— Region pointing data —

********

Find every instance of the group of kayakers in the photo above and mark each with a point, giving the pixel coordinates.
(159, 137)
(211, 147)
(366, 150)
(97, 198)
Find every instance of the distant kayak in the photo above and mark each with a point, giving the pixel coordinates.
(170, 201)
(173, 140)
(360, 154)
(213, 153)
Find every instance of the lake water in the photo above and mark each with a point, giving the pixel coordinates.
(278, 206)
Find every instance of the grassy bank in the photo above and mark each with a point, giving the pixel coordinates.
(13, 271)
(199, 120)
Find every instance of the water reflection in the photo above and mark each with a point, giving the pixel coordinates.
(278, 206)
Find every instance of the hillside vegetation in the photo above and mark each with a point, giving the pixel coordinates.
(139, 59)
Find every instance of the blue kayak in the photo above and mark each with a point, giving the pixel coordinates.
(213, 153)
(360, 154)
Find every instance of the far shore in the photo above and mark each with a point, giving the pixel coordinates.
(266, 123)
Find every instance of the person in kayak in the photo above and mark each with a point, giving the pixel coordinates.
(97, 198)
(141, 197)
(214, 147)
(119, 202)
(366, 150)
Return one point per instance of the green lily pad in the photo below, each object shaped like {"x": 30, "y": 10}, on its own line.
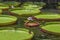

********

— Work to complete —
Leave the pictures out and print the records above exactly as they stand.

— Task answer —
Find every instance of the group of kayakers in the photo above and mark each with a point, giving the pixel coordinates.
(159, 137)
(211, 147)
(366, 150)
(97, 198)
Find every instance of the distant kayak in the photo above and mark each with a point, giving the pixel coordinates.
(170, 201)
(173, 140)
(360, 154)
(213, 153)
Find every instance of the lake water in the photo above and mark each with a point, giving the pixel coordinates.
(278, 206)
Find every instance of the grassy bank in the photo above and mark each with a point, giving the pixel coordinates.
(13, 271)
(199, 120)
Find every instance of the water reflection in the photo above and mark each with a point, giving the pixel coordinates.
(278, 206)
Find every instance of the hillside vegetation in the photo above and mark each with a point, giving the pixel coordinates.
(139, 59)
Find every instance of the blue kayak in the photo above and mark each with a point, giving the pixel coordinates.
(213, 153)
(360, 154)
Find every instance of the far shore in the photo above and mark each with a point, giving the pixel coordinates.
(266, 123)
Find every instance of the person in kayak in the photo above and mark each with a point, giving the pixel coordinates.
(97, 198)
(141, 197)
(214, 147)
(119, 202)
(366, 150)
Return one point per instance of the green lily pad in the photo below, each object shaped like {"x": 30, "y": 10}, on its own line.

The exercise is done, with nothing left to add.